[Start of Attachment]

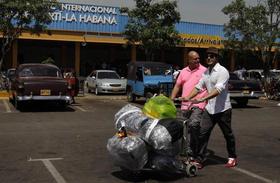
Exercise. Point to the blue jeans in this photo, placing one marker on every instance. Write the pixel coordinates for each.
(208, 122)
(193, 117)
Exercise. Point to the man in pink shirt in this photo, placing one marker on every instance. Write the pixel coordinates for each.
(186, 81)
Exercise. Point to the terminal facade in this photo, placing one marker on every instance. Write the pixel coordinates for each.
(87, 36)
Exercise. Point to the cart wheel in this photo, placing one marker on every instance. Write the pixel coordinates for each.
(148, 95)
(191, 170)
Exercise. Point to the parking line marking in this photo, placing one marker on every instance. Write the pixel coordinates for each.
(251, 174)
(47, 162)
(8, 109)
(80, 108)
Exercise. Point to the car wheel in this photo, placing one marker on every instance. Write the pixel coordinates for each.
(130, 96)
(96, 91)
(18, 104)
(242, 102)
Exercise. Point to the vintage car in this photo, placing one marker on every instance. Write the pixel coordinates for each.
(38, 82)
(105, 81)
(243, 90)
(146, 79)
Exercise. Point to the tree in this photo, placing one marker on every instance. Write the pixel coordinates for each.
(18, 16)
(152, 25)
(254, 28)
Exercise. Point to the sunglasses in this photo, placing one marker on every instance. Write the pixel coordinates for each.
(211, 56)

[End of Attachment]

[EXERCISE PROMPT]: Reproduce each line of the records exactly, and omit every picture.

[RESPONSE FOR THIS EXERCISE]:
Exercise. Point to the blue jeans in this photo, placing one marker on every instance. Write the pixel coordinates for each.
(208, 122)
(193, 117)
Exercise. Point to the man in pink shirt in this photo, placing one marker on every instance. Write the pixel coordinates for each.
(186, 81)
Exercise. Point to the terminal facade in this photo, placing one marker on every instance. Write the pixel coordinates for each.
(87, 36)
Exercise. Point to the cart wheel in this photo, placing one marker on every instance. Write the pixel coordinates for each.
(148, 95)
(191, 170)
Exercise. Point to the parking line marking in this photo, placing one marker on every instance. Write the pixel coordinates for each.
(251, 174)
(47, 162)
(8, 109)
(80, 108)
Exercise. Point to the car wheel in this photo, placing one marker on every instance. Write the pixel coordinates for each.
(130, 96)
(96, 91)
(18, 104)
(242, 102)
Exercise. Point to the vintage car in this photo, placing one marker on every instance. Write the pixel coordinates for each.
(38, 82)
(105, 81)
(243, 90)
(146, 79)
Exercise. Point to the tree in this photo, placing one marker on every instance. Write the pixel coordinates for each.
(18, 16)
(152, 25)
(254, 28)
Exercise. Point to the sunglasses in this photo, placing one marker on every instance. Write the pixel coordinates for each.
(211, 56)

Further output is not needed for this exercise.